# PROBLEMA BREVE A
Indica quante righe dei record contengono la parola "daffodil", distinguendo tra maiuscole e minuscole, e scrivi soltanto il numero.

*** SEZIONE DI TESTO

Sentenza di Cassazione Civile Sez. 5 Num. 499 Anno 2025
Civile Sent. Sez. 5 Num. 499 Anno 2025
Presidente: NOME COGNOME
Relatore: COGNOME
Data pubblicazione: 09/01/2025
IRPEF AVVISO DI ACCERTAMENTO NOTIFICA DEL RICORSO
SENTENZA
sul ricorso iscritto al n. 16839/2021 R.G. proposto da:
ORSI IMMACOLATA, rappresentata e difesa dall’Avv. NOME COGNOME in virtù di procura speciale allegata al ricorso ed elettivamente domiciliata presso lo studio del difensore in Roma, INDIRIZZO
-ricorrente –
contro
RAGIONE_SOCIALE con sede in Roma, in persona del Direttore Generale pro tempore, rappresentata e difesa dall’Avvocatura Generale dello Stato, ove per legge domicilia in Roma, INDIRIZZO
-controricorrente – avverso la sentenza della Commissione tributaria regionale del Lazio n. 4088/3/2020 depositata il 17/12/2020;
udita la relazione della causa svolta nella camera di consiglio del 29 novembre 2024 dal consigliere NOME COGNOME
udito il Pubblico Ministero in persona del Sostituto Procuratore Generale dott. NOME COGNOME che ha concluso chiedendo il rigetto del ricorso;
udito l’Avv. NOME COGNOME comparso per la parte ricorrente, in sostituzione e per delega dell’Avv. NOME COGNOME udito l’Avv. NOME COGNOME dell’Avvocatura generale dello Stato per la controricorrente Agenzia delle Entrate.
FATTI DI CAUSA
L’Agenzia delle Entrate notificava a Orsi RAGIONE_SOCIALE l’avviso di accertamento TK3018302009/2017 con il quale si contestava alla contribuente l’omessa presentazione della dichiarazione dei redditi per l’anno di imposta 2013, l’accertata proprietà di una serie di immobili in Formello siti in diverse unità immobiliari, la locazione di decine di appartamenti ad altrettanti nuclei familiari risultati residenti nei medesimi immobili, la mancata registrazione dei contratti e l’omessa dichiarazione dei redditi tratti dagli immobili. L’Ufficio, riscontrata a suo avviso la mancata collaborazione della contribuente nel ricostruire la situazione dei vari immobili, procedeva ad un accertamento induttivo e contestava reddito imponibile per euro 225.541,00.
NOME impugnava l’avviso di accertamento con ricorso diretto alla Commissione tributaria provinciale di Roma. L’adita Commissione, con la sentenza 16925/16/2018 depositata in data 25.9.2018, dichiarava inammissibile il ricorso perché non notificato alla Agenzia delle Entrate.
Avverso detta decisione proponeva appello la contribuente. L’Agenzia delle Entrate si costituiva in giudizio chiedendo il rigetto dell’impugnazione. La Commissione tributaria regionale del Lazio, con la sentenza n. 4088/3/2020, depositata il 17/12/2020 rigettava l’appello.
NOME propone ricorso per cassazione articolato su due motivi. L’Agenzia delle Entrate resiste con controricorso.

******
*** ELENCO DEI RECORD

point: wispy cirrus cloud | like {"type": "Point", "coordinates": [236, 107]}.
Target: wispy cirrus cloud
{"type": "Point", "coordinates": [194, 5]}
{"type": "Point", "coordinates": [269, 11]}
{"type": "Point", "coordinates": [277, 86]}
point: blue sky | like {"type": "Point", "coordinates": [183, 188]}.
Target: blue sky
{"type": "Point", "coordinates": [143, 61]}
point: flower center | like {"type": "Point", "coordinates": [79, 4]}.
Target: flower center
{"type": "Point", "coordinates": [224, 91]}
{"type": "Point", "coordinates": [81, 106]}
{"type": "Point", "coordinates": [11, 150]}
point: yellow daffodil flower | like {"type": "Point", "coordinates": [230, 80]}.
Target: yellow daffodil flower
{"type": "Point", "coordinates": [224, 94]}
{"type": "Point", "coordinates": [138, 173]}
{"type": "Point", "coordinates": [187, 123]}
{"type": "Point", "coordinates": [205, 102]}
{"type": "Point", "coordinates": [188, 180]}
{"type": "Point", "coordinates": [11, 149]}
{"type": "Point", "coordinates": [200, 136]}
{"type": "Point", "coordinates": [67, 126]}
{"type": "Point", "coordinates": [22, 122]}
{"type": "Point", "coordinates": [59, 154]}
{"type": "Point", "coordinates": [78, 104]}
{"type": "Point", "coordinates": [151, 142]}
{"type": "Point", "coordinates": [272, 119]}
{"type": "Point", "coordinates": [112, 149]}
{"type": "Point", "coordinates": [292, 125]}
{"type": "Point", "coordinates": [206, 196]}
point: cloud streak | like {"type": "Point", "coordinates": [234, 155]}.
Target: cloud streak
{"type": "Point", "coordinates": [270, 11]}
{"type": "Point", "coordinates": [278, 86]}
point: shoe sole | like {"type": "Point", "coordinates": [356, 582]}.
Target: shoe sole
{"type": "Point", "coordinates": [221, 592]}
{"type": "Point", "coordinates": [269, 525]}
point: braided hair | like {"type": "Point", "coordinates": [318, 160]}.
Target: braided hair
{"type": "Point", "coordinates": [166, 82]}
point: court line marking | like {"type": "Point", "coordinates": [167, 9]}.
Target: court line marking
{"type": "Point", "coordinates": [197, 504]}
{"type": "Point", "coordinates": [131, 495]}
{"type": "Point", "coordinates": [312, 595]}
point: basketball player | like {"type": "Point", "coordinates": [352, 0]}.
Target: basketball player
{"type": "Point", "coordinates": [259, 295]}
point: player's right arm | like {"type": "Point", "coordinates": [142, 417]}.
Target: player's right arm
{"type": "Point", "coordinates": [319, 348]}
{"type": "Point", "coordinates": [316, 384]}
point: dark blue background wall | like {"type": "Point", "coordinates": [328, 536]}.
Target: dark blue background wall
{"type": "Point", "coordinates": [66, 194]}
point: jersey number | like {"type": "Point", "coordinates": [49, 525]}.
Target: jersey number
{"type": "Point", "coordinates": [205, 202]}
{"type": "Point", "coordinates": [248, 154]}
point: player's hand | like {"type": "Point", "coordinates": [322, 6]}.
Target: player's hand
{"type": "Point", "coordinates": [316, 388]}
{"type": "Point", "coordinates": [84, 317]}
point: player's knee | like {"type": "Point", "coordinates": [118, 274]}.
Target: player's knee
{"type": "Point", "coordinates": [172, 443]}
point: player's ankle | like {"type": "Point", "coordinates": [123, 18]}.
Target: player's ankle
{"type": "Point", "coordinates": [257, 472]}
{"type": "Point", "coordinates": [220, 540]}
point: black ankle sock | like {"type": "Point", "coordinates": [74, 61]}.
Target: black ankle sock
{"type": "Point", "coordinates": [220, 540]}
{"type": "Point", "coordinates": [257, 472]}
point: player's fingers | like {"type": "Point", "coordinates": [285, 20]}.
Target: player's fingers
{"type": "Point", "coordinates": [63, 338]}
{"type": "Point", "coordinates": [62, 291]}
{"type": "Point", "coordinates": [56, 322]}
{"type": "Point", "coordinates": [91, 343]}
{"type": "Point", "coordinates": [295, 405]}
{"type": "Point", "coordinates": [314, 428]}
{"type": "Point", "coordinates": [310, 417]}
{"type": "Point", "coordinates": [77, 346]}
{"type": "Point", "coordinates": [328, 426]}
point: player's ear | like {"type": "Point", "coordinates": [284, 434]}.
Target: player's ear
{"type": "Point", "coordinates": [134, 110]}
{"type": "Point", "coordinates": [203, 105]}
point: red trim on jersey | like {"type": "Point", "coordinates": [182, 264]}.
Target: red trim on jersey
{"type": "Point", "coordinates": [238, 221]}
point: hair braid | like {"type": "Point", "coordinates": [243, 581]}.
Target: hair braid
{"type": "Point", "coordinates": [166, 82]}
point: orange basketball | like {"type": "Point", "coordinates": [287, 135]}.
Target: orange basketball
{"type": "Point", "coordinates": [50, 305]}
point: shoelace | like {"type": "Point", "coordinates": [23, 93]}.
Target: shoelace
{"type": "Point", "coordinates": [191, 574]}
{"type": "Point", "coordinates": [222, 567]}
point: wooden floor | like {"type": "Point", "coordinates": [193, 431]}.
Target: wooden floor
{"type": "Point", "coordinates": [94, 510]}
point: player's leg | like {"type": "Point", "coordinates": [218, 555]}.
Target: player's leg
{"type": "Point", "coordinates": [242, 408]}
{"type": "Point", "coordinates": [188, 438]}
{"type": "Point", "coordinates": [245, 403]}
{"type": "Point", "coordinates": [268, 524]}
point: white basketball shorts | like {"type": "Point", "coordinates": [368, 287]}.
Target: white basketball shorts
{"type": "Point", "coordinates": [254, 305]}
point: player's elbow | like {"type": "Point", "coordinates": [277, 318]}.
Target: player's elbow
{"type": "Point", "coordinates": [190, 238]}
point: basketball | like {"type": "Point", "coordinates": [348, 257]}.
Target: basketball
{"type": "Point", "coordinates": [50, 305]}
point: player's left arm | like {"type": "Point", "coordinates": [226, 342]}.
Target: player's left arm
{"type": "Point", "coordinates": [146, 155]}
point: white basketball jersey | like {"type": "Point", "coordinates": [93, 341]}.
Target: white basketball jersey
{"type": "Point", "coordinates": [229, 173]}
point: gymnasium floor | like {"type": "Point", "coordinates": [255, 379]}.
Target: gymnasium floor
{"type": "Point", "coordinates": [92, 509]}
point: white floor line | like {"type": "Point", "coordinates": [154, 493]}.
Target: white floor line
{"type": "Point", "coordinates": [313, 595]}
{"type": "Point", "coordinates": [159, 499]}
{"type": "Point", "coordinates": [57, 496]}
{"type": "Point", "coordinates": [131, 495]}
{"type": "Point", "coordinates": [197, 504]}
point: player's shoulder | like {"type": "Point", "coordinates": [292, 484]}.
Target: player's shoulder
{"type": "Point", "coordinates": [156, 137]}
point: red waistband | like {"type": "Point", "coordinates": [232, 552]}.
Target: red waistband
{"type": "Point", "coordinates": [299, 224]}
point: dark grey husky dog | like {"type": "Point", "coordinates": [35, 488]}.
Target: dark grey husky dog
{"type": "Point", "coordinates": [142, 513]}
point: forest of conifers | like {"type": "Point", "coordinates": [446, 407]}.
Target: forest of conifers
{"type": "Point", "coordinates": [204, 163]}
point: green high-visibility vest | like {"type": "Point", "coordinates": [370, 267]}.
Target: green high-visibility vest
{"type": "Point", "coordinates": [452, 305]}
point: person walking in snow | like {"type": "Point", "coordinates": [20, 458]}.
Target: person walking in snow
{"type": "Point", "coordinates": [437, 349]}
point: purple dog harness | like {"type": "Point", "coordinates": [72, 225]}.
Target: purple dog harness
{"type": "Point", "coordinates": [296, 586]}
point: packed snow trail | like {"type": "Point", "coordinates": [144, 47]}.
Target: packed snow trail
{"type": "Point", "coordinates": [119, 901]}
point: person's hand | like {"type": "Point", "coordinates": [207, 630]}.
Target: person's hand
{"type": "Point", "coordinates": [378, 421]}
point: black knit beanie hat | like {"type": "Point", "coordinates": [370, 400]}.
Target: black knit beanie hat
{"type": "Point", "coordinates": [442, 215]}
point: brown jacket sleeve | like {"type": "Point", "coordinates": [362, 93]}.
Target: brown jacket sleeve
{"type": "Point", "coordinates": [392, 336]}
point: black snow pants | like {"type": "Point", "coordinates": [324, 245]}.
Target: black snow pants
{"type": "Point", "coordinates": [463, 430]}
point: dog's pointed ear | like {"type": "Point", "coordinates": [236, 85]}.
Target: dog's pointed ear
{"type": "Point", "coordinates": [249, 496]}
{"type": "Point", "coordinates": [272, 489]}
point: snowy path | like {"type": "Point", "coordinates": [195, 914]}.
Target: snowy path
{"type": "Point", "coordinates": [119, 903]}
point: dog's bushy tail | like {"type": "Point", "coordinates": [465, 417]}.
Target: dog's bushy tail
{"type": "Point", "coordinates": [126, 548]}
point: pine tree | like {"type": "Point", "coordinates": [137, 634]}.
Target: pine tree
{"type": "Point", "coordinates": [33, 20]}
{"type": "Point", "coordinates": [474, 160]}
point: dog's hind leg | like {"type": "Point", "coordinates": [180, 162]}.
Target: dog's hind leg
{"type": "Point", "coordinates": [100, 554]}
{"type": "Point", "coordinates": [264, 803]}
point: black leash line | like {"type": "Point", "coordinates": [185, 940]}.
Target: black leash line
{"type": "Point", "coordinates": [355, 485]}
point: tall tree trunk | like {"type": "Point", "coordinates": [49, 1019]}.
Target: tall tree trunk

******

# PROBLEMA BREVE B
Copia fedelmente dalla sentenza tutto il tratto che va da "Avverso detta decisione" fino a "17/12/2020 rigettava l’appello.".

# RISPOSTA ALL'ESERCIZIO A
2

# RISPOSTA ALL'ESERCIZIO B
Avverso detta decisione proponeva appello la contribuente. L’Agenzia delle Entrate si costituiva in giudizio chiedendo il rigetto dell’impugnazione. La Commissione tributaria regionale del Lazio, con la sentenza n. 4088/3/2020, depositata il 17/12/2020 rigettava l’appello.